■ Text-to-region grounding data:
● ● ● ● ● ● ●
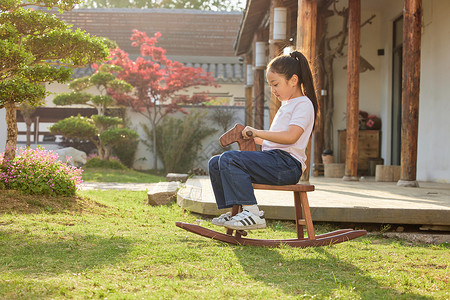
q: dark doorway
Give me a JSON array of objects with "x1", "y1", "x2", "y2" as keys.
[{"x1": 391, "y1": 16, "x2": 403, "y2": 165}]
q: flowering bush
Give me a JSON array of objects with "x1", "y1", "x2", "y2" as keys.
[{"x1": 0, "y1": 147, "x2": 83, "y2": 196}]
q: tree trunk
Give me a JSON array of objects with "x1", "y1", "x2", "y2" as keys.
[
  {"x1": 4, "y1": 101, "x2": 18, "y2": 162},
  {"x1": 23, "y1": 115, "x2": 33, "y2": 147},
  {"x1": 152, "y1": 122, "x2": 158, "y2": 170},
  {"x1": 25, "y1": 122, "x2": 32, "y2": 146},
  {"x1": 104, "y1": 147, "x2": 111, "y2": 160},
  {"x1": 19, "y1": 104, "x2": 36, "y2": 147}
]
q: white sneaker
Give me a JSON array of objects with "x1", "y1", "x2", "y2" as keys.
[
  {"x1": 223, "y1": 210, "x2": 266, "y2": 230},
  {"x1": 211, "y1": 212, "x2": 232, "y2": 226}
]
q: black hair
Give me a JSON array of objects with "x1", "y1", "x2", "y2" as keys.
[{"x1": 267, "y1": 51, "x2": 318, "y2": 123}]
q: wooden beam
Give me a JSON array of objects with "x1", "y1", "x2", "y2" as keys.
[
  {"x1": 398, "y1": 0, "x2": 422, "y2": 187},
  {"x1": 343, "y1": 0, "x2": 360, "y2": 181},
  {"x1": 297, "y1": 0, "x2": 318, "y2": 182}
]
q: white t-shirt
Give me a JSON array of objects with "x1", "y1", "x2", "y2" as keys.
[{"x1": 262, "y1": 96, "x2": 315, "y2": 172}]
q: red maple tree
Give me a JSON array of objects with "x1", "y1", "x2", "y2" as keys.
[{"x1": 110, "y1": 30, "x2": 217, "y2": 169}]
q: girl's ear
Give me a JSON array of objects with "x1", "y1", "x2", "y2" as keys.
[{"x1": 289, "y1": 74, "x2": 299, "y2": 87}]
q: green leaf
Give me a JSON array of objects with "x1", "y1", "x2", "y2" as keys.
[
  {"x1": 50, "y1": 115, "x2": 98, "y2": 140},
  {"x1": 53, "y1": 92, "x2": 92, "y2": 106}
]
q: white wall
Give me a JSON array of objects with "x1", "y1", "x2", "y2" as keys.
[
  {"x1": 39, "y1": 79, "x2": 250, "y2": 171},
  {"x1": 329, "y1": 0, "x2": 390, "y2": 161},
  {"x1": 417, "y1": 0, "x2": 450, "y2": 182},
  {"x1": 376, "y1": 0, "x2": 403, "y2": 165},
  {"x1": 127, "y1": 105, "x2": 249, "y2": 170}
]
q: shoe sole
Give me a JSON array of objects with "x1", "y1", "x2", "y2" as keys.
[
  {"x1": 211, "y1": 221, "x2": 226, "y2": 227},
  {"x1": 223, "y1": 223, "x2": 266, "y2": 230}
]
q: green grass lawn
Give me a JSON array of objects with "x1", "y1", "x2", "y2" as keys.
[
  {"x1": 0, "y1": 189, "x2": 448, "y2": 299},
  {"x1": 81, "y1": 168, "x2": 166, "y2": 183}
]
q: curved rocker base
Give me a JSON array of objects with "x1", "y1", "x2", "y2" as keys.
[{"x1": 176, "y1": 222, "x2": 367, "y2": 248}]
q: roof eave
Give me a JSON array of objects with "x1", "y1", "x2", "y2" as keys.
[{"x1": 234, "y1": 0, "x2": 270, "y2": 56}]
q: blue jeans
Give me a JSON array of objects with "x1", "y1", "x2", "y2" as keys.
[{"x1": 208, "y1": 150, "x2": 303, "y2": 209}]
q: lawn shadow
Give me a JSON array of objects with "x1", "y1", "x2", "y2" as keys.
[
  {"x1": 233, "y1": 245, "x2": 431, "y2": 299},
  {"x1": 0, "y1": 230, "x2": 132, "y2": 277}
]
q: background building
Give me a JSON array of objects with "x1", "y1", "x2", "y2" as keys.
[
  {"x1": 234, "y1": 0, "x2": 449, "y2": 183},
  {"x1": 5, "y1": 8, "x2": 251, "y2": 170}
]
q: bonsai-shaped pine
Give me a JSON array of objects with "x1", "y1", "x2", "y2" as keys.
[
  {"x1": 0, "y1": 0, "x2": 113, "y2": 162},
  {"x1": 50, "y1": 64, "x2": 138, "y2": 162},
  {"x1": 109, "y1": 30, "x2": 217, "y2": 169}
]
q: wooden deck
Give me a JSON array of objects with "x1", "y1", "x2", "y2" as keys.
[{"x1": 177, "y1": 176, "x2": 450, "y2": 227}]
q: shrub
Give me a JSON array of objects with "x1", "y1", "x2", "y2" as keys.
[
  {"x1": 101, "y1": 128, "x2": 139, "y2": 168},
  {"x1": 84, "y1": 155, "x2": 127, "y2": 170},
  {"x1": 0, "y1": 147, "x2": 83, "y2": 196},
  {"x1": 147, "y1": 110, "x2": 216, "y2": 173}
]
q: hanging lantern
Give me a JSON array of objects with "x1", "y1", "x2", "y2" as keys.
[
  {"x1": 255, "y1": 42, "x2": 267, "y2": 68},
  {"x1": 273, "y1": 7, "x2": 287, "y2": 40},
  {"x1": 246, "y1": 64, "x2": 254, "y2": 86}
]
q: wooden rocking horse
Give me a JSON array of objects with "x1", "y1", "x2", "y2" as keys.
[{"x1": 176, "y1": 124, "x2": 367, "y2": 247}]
● ● ● ● ● ● ●
■ INSTRUCTIONS TO FOLLOW: From the entries above, collect every line with the string "white" in it.

■ OUTPUT OF THE TASK:
q: white sneaker
q: white t-shirt
q: white wall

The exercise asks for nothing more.